**TEXT SHOWN:**
============================================================

Interpenetrated nano- and submicro-fibrous biomimetic scaffolds towards enhanced mechanical and biological performances.

Developing fibrous scaffolds with hierarchical structures that closely mimic natural extracellular matrix (ECM) is highly desirable. However, fabricating scaffolds with true nanofibers (<100 nm) and submicrofibers (<1 μm) remains a big challenge. In this work, to mimic the fibrillar structure of natural ECM, bacterial cellulose (BC) nanofibers were hybridized with cellulose acetate (CA) submicrofibers for the first time. The interpenetrated nano-submicron fibrous BC/CA scaffold was fabricated using the combined electrospinning and modified in situ biosynthesis method. The BC/CA scaffold has an integrated symmetrical nanostructure in which BC nanofibers (42 nm in diameter) penetrate into the submicrofibrous CA (820 nm in diameter) scaffold. The BC/CA scaffold shows an interconnected porous structure with a high porosity of >90%. Additionally, the combination of CA submicrofibers with BC nanofibers leads to significantly improved mechanical properties over nanofibrous BC and submicrofibrous CA scaffolds and enlarged pores over nanofibrous BC scaffold. In addition, the biological behaviors of prepared BC/CA on MC3T3-E1 cells were investigated. Results suggested that BC/CA scaffold is beneficial for cell migration and proliferation. Moreover, the BC/CA scaffold shows higher alkaline phosphatase (ALP) activity, and calcium depositions. In addition, the hierarchical structures can effectively improve the expression of osteogenic gene (ALP mRNA and Runx2 mRNA) and protein (ALP). We believe that the methodology might provide biomimetic morphological microenvironments for enhanced tissue regeneration.

============================================================

**PROBLEM:**
From the scaffold abstract, list each abbreviation that is spelled out in full before being given in parentheses, along with its full term.

**Stored data:**
============================================================

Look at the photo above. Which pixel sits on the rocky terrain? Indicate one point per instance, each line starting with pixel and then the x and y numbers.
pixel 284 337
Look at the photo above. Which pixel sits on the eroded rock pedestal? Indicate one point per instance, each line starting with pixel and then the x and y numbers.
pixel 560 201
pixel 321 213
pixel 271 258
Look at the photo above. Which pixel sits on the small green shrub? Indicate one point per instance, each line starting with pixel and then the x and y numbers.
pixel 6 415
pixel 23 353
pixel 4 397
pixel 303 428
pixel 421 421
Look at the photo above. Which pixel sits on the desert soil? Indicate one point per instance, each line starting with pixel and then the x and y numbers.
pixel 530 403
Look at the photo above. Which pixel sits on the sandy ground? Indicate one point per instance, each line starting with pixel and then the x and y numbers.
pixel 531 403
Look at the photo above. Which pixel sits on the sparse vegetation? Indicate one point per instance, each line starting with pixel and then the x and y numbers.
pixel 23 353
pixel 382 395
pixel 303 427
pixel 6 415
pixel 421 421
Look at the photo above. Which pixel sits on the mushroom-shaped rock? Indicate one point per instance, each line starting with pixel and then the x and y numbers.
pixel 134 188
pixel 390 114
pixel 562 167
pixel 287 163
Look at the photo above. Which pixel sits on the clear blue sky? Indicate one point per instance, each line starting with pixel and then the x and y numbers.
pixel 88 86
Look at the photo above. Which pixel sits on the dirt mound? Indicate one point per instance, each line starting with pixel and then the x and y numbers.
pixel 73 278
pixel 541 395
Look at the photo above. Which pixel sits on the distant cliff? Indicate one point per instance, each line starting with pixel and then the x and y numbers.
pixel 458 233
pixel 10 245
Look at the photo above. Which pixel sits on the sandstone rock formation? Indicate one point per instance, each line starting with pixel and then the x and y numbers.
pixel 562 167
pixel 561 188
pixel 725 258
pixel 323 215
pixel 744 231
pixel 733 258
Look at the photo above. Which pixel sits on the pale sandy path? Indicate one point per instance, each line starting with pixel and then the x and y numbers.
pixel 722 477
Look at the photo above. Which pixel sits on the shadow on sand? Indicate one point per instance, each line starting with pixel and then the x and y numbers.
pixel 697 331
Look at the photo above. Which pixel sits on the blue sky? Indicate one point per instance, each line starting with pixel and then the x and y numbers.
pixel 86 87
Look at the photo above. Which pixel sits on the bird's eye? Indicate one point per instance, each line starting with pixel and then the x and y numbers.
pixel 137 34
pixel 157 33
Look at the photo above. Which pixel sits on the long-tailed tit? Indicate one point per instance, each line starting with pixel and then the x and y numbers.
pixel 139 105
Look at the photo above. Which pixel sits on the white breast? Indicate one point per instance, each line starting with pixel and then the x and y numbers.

============================================================

**REPLY:**
- ECM: extracellular matrix
- BC: bacterial cellulose
- CA: cellulose acetate
- ALP: alkaline phosphatase